* Written instruction: Find each line in the items below that contains the word "shirt" and copy those lines out.

* Supplied information:
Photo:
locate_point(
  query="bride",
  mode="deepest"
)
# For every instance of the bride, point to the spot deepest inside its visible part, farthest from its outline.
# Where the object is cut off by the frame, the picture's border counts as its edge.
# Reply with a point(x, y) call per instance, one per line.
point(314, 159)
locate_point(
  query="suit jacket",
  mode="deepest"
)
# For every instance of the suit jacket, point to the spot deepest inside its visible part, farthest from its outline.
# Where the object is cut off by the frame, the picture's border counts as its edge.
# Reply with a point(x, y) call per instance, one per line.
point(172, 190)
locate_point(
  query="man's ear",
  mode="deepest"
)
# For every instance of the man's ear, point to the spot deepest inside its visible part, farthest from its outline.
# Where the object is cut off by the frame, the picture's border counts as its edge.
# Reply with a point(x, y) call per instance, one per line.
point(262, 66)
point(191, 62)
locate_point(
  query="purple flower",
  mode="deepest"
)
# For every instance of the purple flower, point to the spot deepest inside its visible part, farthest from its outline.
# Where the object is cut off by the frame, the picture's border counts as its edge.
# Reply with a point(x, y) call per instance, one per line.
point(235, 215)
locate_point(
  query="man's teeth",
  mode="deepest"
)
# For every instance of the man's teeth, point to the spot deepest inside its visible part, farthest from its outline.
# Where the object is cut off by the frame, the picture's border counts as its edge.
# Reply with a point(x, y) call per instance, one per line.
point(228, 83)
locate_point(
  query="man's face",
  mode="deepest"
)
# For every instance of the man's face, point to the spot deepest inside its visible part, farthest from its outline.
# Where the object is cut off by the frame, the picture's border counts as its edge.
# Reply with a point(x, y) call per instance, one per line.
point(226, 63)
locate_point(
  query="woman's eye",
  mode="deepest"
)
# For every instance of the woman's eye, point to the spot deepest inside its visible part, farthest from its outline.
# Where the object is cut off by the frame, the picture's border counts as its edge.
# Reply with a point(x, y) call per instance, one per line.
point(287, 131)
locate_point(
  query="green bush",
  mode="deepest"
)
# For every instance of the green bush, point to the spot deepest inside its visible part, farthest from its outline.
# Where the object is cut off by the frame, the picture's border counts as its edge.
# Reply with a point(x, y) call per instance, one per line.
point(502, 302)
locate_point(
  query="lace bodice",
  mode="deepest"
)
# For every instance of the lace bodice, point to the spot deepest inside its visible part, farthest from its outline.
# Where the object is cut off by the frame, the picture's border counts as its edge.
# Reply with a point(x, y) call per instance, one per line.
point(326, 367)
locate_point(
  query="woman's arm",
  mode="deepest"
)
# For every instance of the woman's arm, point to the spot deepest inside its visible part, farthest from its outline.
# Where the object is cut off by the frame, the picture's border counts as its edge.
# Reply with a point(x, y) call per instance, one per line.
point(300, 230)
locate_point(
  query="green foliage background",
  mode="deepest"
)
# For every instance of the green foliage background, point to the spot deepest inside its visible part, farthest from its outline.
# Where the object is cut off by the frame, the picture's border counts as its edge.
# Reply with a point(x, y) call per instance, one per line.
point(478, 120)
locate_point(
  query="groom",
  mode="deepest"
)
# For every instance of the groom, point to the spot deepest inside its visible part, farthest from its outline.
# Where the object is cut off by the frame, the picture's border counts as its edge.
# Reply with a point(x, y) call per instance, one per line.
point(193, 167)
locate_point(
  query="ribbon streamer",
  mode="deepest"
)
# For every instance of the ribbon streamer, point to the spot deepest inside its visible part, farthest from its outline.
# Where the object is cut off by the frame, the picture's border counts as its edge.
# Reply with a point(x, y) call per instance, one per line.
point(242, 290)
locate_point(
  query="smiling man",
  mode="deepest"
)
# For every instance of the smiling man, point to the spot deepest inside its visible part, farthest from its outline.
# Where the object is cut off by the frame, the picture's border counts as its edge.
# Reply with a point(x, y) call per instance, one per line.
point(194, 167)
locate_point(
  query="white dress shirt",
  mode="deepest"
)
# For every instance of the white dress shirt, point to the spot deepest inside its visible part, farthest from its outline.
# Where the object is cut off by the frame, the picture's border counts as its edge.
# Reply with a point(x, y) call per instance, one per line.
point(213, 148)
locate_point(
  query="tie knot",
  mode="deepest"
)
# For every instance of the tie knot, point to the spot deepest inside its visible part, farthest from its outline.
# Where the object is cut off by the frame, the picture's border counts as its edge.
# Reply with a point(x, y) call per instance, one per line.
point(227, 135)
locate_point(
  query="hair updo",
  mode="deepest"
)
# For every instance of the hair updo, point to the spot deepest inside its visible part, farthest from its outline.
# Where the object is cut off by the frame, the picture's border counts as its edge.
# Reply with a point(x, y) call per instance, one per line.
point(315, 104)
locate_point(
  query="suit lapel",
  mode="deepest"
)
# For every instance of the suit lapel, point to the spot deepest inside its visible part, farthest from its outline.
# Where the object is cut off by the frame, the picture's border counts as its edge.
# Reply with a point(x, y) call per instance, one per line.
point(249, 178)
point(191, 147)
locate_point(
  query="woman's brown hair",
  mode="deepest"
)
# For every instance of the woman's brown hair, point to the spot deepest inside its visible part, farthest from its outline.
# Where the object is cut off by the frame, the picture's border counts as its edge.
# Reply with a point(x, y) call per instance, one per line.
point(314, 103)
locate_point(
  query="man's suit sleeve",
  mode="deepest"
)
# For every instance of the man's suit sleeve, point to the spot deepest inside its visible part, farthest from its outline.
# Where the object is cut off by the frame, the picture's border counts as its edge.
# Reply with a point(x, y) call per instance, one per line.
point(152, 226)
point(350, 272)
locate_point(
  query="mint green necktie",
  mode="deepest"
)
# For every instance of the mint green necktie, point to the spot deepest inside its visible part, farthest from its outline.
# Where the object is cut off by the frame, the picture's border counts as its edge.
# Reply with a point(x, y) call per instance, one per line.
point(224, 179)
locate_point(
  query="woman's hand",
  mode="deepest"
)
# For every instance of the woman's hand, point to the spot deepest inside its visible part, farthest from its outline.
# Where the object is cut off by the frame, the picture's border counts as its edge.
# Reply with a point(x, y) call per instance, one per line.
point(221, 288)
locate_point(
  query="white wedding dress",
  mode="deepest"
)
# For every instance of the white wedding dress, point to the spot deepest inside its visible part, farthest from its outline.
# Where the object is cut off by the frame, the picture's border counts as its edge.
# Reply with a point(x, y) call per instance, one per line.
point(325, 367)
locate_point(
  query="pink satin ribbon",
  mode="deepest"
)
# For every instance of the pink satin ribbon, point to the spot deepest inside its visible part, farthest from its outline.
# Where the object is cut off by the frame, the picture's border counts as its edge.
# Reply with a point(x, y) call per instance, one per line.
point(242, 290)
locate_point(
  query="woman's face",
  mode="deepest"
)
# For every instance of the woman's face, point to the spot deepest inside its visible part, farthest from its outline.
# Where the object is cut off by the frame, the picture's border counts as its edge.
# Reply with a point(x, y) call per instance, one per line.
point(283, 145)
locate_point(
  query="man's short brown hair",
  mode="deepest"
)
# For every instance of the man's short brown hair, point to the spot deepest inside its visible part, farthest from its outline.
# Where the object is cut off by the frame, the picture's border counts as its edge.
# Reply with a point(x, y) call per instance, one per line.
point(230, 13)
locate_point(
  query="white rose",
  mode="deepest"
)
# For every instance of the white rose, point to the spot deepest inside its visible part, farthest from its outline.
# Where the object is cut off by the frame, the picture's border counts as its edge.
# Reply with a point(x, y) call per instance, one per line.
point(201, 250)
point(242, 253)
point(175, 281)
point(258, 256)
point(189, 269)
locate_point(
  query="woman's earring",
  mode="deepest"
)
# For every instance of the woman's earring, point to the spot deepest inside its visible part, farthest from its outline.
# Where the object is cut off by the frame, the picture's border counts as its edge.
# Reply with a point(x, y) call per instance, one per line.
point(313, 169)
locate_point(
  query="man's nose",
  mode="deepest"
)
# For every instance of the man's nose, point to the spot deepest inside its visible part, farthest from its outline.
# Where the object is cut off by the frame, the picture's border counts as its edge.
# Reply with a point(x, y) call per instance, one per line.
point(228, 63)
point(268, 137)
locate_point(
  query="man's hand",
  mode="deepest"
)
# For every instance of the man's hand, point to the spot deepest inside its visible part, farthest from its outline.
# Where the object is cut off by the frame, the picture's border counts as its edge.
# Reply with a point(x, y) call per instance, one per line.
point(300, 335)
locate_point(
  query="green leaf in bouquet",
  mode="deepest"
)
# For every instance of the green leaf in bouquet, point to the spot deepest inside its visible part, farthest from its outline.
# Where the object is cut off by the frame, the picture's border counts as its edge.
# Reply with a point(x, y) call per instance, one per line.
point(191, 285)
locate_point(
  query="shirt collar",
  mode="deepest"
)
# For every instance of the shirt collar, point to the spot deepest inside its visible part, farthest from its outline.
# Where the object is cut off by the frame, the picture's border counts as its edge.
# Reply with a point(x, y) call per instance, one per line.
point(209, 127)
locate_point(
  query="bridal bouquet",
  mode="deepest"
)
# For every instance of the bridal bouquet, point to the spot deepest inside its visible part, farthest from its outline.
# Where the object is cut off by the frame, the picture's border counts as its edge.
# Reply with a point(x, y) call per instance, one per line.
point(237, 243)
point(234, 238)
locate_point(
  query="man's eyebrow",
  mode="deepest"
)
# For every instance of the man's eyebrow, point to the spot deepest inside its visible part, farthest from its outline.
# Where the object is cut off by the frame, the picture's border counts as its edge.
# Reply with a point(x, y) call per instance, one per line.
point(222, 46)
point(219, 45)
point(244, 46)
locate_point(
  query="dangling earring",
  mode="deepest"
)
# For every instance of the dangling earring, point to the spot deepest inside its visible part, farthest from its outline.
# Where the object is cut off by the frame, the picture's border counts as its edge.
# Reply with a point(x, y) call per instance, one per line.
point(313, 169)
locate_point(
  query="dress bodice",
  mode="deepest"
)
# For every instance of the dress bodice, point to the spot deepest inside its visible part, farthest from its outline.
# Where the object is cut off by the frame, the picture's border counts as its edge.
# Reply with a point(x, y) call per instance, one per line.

* Written solution:
  query="white dress shirt",
# For every instance of the white dress shirt, point to the spot deepest inside its visible part, farthest from its outline.
  query="shirt collar",
# For every instance of the shirt collar, point to the spot deepest inside its visible part, farthest from its outline.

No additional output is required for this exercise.